**EXTRACTED ENTRIES:**
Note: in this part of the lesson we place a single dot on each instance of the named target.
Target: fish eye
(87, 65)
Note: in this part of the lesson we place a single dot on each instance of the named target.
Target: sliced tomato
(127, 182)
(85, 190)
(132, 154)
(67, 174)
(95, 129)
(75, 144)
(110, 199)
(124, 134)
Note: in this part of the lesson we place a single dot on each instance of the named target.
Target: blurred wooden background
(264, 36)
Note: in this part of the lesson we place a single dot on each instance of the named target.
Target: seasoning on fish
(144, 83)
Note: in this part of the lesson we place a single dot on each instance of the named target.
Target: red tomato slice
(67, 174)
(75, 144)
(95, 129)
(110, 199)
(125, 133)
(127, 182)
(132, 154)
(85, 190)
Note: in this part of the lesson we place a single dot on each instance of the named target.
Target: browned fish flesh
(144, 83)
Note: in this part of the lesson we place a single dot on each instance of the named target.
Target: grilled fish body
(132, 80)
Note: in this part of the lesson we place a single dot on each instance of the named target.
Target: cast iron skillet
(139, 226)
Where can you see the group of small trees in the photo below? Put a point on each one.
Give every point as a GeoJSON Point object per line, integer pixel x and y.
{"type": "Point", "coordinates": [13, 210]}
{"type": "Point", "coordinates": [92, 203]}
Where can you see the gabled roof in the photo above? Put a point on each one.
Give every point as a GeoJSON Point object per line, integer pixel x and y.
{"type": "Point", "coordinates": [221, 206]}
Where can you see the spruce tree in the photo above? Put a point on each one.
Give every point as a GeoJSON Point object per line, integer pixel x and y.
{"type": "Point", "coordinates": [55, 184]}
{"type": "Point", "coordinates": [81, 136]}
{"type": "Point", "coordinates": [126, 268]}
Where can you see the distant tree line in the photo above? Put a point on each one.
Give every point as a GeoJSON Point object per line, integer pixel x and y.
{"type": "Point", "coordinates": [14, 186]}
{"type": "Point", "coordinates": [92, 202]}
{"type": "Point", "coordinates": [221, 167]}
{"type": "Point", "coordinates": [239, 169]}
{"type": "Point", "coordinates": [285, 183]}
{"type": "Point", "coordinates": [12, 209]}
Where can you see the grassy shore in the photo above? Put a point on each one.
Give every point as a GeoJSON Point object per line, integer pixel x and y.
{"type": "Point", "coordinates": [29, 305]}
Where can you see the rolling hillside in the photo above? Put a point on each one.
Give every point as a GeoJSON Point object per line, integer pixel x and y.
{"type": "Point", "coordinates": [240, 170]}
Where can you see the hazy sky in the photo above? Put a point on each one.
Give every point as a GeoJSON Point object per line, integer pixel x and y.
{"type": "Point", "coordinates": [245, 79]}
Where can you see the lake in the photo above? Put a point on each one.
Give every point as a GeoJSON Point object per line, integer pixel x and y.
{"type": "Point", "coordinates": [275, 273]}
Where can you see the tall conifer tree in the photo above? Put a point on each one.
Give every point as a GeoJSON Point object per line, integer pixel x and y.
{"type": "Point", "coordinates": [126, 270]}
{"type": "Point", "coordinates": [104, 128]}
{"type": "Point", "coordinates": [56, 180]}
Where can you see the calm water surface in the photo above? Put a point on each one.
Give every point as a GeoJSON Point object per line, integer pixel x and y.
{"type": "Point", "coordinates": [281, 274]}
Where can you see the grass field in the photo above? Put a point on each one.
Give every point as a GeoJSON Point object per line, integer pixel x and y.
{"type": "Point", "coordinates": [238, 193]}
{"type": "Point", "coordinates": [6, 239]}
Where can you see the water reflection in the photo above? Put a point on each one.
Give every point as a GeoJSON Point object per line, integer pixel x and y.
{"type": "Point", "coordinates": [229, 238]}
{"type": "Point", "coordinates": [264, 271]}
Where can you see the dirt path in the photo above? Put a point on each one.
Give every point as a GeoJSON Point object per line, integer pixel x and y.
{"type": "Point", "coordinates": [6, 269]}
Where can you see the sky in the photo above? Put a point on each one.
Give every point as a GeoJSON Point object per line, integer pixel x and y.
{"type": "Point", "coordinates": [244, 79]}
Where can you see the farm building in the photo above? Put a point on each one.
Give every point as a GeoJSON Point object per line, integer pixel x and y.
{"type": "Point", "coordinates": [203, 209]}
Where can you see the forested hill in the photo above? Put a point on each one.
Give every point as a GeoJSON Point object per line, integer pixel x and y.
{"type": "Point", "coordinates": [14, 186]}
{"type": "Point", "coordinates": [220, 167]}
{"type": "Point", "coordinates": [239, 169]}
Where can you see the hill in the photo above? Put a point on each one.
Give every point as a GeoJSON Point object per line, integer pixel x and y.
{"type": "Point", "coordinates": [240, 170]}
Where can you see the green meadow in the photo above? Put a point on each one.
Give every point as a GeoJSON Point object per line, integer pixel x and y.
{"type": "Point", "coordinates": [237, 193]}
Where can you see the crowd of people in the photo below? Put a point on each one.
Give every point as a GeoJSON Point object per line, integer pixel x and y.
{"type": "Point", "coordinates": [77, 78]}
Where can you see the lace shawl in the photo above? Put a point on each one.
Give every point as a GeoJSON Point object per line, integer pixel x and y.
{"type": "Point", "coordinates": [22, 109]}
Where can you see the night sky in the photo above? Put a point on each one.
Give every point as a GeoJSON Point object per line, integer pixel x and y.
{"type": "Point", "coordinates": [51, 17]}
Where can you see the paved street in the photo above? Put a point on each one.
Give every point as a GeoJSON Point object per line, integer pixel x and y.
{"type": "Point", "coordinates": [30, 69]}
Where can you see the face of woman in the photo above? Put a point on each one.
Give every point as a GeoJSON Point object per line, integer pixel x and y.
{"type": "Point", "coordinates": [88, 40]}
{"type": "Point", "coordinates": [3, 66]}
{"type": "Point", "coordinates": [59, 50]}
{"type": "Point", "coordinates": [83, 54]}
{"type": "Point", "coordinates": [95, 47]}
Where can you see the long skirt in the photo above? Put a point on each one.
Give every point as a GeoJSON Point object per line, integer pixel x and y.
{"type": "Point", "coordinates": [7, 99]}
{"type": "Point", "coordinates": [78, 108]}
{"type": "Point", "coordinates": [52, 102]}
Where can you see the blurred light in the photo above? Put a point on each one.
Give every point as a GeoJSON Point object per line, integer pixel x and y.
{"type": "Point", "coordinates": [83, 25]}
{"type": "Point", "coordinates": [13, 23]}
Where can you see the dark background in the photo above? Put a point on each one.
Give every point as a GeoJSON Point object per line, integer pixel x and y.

**WHAT IS EXPECTED:**
Each line of the listing that includes the word "water" counts once; give the total as a single number.

**ANSWER BELOW:**
2